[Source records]
— Begin —

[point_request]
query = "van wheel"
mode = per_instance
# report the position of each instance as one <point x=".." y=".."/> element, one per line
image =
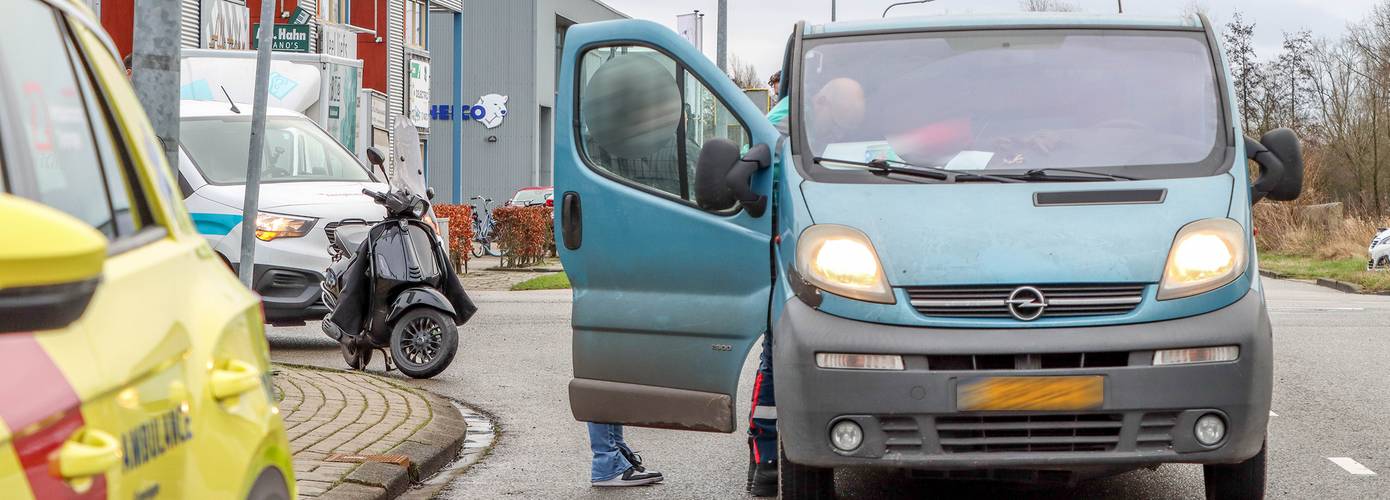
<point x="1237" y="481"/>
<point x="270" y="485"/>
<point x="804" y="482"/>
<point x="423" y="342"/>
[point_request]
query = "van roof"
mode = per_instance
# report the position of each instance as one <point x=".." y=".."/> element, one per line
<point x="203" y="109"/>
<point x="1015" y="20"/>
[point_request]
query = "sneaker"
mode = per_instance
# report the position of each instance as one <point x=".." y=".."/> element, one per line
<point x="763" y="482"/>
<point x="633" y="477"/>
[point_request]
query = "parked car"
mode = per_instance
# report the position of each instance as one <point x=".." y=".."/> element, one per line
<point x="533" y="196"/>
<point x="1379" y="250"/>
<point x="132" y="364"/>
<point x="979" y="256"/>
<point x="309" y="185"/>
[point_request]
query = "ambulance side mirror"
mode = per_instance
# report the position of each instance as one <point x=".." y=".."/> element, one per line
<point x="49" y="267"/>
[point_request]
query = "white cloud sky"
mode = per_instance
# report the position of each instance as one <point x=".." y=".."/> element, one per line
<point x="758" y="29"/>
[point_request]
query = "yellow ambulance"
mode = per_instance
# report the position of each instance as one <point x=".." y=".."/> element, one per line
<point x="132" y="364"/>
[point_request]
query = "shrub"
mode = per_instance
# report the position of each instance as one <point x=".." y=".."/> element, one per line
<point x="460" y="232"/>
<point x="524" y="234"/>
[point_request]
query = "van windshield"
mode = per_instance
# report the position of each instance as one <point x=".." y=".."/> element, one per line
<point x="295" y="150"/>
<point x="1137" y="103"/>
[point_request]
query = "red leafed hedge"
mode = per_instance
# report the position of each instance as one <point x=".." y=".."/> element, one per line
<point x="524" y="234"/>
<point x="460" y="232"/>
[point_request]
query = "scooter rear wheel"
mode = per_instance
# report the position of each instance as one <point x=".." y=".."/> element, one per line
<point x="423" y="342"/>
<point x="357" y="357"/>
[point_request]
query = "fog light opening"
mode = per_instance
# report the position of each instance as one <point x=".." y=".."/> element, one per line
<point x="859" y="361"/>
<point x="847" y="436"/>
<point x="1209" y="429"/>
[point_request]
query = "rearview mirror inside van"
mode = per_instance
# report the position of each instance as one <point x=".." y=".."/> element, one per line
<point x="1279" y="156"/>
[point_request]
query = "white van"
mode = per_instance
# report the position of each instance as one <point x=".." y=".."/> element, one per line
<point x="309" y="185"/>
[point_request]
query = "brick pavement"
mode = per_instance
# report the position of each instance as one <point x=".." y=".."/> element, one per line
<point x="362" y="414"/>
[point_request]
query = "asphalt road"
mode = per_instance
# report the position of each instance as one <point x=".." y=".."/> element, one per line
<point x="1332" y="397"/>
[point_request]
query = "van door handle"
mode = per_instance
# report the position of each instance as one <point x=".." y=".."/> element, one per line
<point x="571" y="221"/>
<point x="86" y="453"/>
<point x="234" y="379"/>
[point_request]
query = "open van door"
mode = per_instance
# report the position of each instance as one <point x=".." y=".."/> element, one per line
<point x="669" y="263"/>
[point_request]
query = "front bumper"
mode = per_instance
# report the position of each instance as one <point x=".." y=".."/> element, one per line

— End —

Leave out all pictures, then copy the remaining material exactly.

[point_request]
query = "van wheel"
mode = per_instance
# report the position of each instance as one <point x=".." y=".."/> element, one per line
image =
<point x="1237" y="481"/>
<point x="270" y="485"/>
<point x="804" y="482"/>
<point x="423" y="342"/>
[point_request]
query = "van roof"
mode = per_instance
# report the position of each instance as one <point x=".." y=".."/> element, one per line
<point x="203" y="109"/>
<point x="1015" y="20"/>
[point_request]
query = "sneaker"
mode = per_instance
# report the position of each instance as one <point x=".." y=".."/> element, one per line
<point x="763" y="482"/>
<point x="633" y="477"/>
[point_request]
query = "parked car"
mode = per_instance
# report the position of each instance as one <point x=".." y=".."/> element, one per line
<point x="533" y="196"/>
<point x="1379" y="250"/>
<point x="132" y="364"/>
<point x="979" y="256"/>
<point x="309" y="185"/>
[point_request]
query = "ambulance side mirror"
mode = per_instance
# report the position of each instance as one <point x=".." y=".."/> element, one per line
<point x="49" y="267"/>
[point_request]
query = "white cloud sky"
mode = per_instance
# report the position of each instance as one <point x=".." y=".."/> element, one per line
<point x="758" y="29"/>
[point_request]
query = "yellow ambulance"
mode = per_instance
# report the position of each instance as one <point x=".." y=".."/> element, one per line
<point x="132" y="364"/>
[point_request]
query = "shrub"
mode = per_instance
# report the position of each instance as one <point x=".." y=".."/> element, one per line
<point x="460" y="232"/>
<point x="524" y="234"/>
[point_request]
query = "van windshield"
mode = per_instance
# report the position of each instance as one <point x=".." y=".."/> element, one per line
<point x="295" y="150"/>
<point x="1137" y="103"/>
[point_request]
query = "red leafed hedge"
mode = per_instance
# report the position of each instance as one <point x=".." y=".."/> element, one per line
<point x="524" y="234"/>
<point x="460" y="232"/>
[point_request]
query = "scooter rear wheel"
mode = per_instance
# report the position of each instance as one <point x=".." y=".."/> element, one per line
<point x="423" y="342"/>
<point x="357" y="357"/>
[point_request]
query = "fog light opening"
mode = per_instance
# report the position of each instance as one <point x=".." y=".."/> element, one per line
<point x="859" y="361"/>
<point x="847" y="436"/>
<point x="1209" y="429"/>
[point_request]
query = "rearview mirror inside van"
mode = per_instance
# report the position of each instance as one <point x=".." y=".."/> element, one per line
<point x="1279" y="156"/>
[point_request]
query = "white van"
mode = per_instance
# report the position of each instance as one <point x=".." y=".."/> element, one per line
<point x="309" y="185"/>
[point_request]
query = "brick pavement"
mode = per_instance
# report the position of each instance as one <point x=".." y=".."/> element, one per line
<point x="362" y="414"/>
[point_request]
query = "asphalt road"
mode = per_instance
# report the position of each instance as one <point x=".." y=".."/> element, one per line
<point x="1332" y="397"/>
[point_request]
query = "van door handle"
mode = per_instance
# report the position of each instance as one <point x=".." y=".."/> element, one per line
<point x="571" y="221"/>
<point x="86" y="453"/>
<point x="234" y="379"/>
[point_request]
query = "open van door"
mode = per_instance
# report the position of each instance as one <point x=".." y=".."/> element, one per line
<point x="669" y="263"/>
[point_request]
query = "front bumper"
mode = per_instance
# report the position of each instance as one <point x=".." y=".."/> element, one per line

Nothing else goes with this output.